What is required
Copy out every line of the entries below word for word, leaving out the pictures.

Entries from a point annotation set
-- -- --
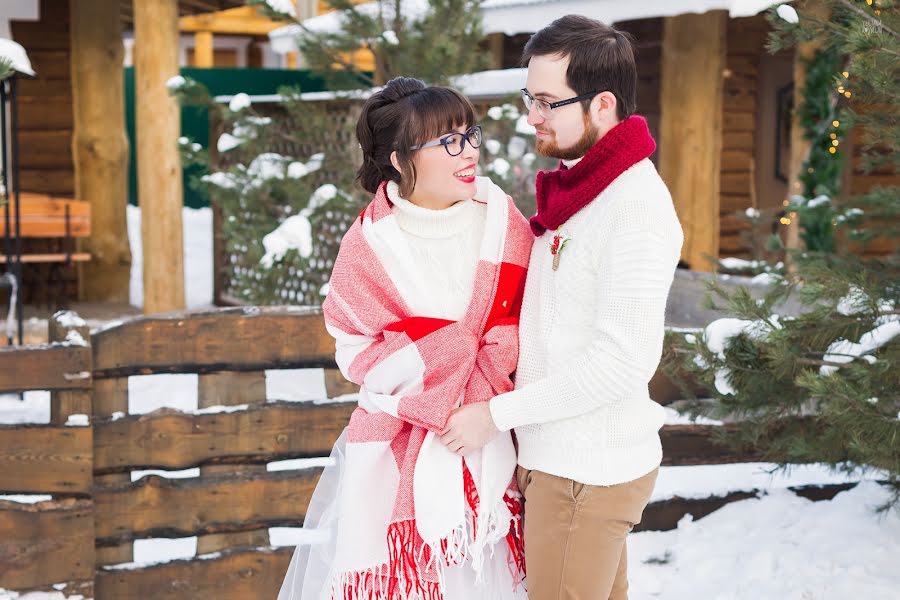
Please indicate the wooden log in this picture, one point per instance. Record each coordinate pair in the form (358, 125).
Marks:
(65, 326)
(694, 445)
(44, 543)
(159, 165)
(336, 385)
(45, 367)
(691, 127)
(257, 338)
(231, 576)
(231, 389)
(159, 507)
(110, 396)
(172, 440)
(43, 460)
(203, 49)
(100, 146)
-- -- --
Written answer
Please indicate the wooden log in this picture, one point per instance. Record each coordinate pair in the form (358, 125).
Marks:
(65, 326)
(694, 445)
(44, 543)
(159, 165)
(336, 385)
(45, 367)
(691, 127)
(257, 338)
(231, 576)
(231, 389)
(159, 507)
(110, 396)
(172, 440)
(43, 460)
(203, 49)
(100, 146)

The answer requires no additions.